▶ Provided material:

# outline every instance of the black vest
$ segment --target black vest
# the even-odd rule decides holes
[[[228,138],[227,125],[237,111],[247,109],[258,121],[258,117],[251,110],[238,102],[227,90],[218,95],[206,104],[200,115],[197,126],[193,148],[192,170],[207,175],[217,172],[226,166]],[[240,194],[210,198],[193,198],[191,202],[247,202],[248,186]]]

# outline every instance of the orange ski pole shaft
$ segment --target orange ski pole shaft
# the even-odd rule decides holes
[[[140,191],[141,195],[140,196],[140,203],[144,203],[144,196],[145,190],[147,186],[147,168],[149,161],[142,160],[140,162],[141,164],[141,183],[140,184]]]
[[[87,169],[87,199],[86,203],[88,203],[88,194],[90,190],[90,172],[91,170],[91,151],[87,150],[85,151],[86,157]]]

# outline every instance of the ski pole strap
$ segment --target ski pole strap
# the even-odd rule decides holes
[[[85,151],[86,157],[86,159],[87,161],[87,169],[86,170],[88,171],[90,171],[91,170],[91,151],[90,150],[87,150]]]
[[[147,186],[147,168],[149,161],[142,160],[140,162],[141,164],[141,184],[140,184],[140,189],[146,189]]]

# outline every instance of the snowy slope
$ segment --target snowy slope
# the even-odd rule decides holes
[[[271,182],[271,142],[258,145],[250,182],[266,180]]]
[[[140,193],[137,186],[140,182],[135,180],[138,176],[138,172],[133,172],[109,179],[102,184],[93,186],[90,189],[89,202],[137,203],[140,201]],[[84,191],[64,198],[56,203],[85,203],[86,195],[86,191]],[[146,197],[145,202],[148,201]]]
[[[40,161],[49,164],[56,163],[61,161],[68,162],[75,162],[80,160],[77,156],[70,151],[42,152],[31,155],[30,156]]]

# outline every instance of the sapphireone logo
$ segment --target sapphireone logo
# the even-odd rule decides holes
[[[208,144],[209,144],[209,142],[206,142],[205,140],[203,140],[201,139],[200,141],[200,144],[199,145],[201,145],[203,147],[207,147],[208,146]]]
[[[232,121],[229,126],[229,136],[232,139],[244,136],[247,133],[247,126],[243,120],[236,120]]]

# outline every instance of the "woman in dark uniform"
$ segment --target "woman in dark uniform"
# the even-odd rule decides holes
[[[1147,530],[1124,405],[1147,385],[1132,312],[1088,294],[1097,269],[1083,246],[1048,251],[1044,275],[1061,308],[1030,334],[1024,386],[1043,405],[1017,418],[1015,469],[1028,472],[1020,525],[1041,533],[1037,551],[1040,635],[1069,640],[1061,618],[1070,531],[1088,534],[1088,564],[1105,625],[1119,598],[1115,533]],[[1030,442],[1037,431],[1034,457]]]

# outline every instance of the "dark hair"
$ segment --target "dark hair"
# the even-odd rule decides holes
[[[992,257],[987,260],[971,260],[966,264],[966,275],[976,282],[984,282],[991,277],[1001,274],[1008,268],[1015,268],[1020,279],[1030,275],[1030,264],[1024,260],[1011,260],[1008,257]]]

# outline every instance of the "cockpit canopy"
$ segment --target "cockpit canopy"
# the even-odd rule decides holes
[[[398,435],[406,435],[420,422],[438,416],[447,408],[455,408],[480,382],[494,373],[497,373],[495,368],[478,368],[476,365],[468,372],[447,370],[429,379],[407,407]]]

▶ Requirements:
List each line of the records above that contains the word "target".

▶ Exercise output:
$ segment --target black vest
$ segment --target orange ski pole shaft
$ segment --target ski pole strap
$ segment --target snowy slope
$ segment --target sapphireone logo
$ segment --target "woman in dark uniform"
$ segment --target "dark hair"
$ segment --target "cockpit canopy"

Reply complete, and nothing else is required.